● **Problem details**: Rewrite everything from the start of the data down to the line containing "top-left (238, 314), bottom-right (254, 365)", both ends included. Shift every coordinate in the bounding-box output by -45, and leave all other lines unchanged.

Dataset excerpt

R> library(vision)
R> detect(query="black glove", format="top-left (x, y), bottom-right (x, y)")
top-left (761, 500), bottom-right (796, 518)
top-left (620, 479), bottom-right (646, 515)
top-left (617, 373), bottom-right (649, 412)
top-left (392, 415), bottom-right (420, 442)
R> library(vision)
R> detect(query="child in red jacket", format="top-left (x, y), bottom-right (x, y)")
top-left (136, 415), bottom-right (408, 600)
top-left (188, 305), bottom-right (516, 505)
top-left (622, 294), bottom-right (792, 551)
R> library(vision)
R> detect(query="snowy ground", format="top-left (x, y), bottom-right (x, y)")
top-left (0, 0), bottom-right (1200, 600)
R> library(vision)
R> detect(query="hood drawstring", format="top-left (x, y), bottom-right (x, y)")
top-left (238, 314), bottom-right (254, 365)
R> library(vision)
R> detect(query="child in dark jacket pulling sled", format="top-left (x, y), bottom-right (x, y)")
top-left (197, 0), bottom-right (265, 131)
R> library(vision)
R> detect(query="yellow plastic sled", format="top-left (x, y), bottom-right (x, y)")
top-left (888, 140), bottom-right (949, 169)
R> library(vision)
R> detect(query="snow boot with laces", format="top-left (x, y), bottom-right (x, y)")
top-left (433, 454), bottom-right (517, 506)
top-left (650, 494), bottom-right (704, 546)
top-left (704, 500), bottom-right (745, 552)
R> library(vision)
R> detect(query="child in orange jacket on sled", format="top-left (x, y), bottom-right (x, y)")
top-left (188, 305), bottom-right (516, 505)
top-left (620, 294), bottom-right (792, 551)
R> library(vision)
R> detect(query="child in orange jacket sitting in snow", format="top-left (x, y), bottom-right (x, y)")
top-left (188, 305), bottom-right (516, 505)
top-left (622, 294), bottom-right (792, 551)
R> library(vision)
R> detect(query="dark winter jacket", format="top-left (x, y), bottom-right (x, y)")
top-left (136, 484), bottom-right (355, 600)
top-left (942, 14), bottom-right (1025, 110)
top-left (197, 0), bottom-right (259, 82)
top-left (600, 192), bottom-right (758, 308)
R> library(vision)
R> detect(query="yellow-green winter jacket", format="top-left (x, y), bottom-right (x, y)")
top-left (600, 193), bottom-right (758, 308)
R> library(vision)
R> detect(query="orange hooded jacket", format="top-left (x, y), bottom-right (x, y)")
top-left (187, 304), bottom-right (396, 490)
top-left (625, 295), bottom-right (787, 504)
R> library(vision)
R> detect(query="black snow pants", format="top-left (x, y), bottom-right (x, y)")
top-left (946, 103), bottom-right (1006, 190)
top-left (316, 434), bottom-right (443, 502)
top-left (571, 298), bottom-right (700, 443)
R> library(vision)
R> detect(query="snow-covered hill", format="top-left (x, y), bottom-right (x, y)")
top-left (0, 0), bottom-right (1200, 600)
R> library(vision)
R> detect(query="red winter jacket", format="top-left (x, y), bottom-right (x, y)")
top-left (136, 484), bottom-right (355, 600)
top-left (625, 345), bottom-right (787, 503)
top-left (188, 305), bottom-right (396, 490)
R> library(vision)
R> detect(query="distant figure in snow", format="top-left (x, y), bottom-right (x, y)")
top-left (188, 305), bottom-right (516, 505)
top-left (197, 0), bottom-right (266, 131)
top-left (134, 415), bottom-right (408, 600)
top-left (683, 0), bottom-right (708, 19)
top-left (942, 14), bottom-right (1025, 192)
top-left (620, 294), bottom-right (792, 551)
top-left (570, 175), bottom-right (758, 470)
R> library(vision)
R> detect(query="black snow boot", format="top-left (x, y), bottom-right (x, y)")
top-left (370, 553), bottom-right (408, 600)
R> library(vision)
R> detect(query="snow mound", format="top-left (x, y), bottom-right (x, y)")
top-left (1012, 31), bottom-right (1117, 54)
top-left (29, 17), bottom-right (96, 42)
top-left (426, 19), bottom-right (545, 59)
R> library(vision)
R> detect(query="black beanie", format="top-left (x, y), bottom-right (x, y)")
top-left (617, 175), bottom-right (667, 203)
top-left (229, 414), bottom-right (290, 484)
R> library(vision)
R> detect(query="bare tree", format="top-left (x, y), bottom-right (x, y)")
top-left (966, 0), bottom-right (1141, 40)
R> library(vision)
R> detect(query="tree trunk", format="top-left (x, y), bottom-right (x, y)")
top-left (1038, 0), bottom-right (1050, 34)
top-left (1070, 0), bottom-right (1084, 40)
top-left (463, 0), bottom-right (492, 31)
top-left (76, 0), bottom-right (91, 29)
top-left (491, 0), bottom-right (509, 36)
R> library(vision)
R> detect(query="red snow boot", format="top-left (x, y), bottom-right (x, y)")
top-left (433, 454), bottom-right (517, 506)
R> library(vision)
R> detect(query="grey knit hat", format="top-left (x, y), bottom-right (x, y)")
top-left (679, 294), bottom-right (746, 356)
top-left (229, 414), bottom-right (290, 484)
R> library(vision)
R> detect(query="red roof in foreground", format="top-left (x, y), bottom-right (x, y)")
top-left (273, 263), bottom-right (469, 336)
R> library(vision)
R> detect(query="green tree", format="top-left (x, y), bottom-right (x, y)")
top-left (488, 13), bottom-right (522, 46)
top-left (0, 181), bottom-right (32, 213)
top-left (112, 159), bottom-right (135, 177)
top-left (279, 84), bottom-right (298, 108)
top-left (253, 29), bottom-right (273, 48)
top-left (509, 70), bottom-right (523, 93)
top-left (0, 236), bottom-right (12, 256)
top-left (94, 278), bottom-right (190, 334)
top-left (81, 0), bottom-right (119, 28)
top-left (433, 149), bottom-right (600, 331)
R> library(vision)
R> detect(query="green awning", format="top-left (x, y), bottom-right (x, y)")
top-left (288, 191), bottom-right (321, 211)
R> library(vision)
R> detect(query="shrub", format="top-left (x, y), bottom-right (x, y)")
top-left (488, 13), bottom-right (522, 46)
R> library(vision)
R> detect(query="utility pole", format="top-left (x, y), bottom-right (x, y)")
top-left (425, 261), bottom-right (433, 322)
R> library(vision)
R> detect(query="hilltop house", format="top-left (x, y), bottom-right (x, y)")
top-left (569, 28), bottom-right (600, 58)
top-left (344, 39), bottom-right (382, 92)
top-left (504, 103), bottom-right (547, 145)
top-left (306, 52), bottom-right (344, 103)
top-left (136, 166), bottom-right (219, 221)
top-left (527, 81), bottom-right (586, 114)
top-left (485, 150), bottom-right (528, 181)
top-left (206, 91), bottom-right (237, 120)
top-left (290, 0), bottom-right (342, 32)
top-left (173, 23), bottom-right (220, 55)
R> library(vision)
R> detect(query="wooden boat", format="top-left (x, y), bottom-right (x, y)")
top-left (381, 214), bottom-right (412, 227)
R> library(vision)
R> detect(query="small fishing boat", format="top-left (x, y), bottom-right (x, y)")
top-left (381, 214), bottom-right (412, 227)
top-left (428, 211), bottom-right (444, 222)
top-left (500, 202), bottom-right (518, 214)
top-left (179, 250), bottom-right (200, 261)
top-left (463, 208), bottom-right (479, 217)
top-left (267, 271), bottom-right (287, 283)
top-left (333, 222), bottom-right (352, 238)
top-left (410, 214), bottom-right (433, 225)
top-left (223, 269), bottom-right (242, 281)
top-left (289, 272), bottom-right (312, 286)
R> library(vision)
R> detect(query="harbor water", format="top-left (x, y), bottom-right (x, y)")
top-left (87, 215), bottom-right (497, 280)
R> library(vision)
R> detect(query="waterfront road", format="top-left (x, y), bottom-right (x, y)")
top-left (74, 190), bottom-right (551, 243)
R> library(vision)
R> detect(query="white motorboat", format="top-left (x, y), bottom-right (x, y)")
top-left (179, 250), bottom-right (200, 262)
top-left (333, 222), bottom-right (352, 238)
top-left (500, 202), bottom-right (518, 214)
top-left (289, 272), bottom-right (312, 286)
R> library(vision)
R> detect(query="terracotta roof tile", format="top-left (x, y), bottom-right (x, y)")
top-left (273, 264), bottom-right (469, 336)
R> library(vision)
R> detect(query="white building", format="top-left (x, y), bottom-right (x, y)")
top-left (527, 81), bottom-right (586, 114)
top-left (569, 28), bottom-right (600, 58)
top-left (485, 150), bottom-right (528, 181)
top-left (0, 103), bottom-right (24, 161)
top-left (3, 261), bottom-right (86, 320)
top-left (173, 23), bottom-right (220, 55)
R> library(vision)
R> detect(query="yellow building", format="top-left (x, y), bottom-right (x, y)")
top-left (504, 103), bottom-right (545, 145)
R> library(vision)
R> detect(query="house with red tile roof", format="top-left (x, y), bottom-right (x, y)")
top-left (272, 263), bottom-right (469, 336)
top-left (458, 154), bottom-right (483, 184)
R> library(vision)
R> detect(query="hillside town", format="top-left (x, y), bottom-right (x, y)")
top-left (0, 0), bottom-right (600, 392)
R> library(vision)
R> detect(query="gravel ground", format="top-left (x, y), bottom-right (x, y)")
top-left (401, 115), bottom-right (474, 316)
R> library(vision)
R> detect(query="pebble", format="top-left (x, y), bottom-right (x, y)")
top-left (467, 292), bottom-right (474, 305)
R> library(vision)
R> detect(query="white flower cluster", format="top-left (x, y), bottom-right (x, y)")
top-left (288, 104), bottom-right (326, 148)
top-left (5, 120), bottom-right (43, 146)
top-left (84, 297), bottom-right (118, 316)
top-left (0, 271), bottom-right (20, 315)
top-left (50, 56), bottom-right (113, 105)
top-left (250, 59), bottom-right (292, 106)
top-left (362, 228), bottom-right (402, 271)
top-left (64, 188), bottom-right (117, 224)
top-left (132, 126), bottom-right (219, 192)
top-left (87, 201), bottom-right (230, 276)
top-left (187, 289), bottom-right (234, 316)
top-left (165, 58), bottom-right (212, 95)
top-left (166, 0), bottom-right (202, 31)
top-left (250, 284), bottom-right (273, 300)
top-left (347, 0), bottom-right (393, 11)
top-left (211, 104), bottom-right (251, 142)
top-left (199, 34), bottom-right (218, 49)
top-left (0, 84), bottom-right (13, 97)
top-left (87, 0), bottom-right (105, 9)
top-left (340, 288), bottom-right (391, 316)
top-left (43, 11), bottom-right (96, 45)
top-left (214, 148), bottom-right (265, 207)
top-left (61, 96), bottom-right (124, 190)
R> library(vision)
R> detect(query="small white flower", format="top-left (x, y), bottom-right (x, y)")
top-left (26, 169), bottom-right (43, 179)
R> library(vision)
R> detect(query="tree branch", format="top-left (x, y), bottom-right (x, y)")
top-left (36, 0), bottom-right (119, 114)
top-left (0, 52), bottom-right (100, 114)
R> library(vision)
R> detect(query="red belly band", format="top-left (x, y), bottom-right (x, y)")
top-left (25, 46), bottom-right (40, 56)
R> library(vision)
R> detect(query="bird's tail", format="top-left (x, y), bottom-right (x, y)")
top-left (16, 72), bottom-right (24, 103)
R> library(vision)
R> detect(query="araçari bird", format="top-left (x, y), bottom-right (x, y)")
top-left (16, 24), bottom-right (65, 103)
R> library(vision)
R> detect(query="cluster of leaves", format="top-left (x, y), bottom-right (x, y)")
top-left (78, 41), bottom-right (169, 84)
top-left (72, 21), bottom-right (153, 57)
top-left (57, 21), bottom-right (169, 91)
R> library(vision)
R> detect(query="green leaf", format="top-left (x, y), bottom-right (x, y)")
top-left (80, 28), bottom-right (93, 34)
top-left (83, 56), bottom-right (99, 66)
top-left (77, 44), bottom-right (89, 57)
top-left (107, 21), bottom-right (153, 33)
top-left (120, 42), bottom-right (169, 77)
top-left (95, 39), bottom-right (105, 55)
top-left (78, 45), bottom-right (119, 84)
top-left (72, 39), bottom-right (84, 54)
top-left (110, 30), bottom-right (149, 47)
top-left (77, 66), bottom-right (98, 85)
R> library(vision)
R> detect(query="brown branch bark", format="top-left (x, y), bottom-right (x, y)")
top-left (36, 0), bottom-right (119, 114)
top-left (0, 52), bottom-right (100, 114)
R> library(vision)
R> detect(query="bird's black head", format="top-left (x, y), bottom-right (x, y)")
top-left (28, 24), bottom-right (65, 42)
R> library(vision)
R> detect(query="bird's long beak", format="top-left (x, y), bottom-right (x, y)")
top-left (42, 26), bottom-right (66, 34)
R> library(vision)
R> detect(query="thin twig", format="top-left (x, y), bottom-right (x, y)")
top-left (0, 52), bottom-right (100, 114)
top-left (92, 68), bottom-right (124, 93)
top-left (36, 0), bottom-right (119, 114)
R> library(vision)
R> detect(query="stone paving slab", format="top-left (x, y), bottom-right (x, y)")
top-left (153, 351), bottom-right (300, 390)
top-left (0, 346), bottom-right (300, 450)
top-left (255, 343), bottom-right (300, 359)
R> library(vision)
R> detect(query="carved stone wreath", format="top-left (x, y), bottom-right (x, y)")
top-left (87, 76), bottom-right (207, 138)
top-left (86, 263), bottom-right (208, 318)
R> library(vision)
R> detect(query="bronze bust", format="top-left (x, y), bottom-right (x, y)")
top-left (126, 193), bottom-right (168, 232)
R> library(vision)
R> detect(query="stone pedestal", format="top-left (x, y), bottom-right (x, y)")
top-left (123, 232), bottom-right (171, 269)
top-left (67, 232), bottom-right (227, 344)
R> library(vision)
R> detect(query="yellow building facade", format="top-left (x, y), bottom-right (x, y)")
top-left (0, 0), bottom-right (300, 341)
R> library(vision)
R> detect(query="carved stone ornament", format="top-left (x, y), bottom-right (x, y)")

● **Written response**:
R> library(vision)
R> detect(query="black glove", format="top-left (x, y), bottom-right (x, y)")
top-left (716, 455), bottom-right (751, 473)
top-left (575, 434), bottom-right (601, 470)
top-left (572, 328), bottom-right (604, 367)
top-left (347, 370), bottom-right (375, 397)
R> library(vision)
R> detect(query="child in red jacket", format="top-left (x, y), bottom-right (x, y)")
top-left (91, 370), bottom-right (363, 555)
top-left (143, 260), bottom-right (471, 460)
top-left (577, 249), bottom-right (747, 506)
R> library(vision)
R> detect(query="snowy ground", format="top-left (x, y), bottom-right (x, y)")
top-left (-45, -45), bottom-right (1155, 555)
R> library(vision)
R> detect(query="hood drawstring", format="top-left (x, y), bottom-right (x, y)")
top-left (193, 269), bottom-right (209, 320)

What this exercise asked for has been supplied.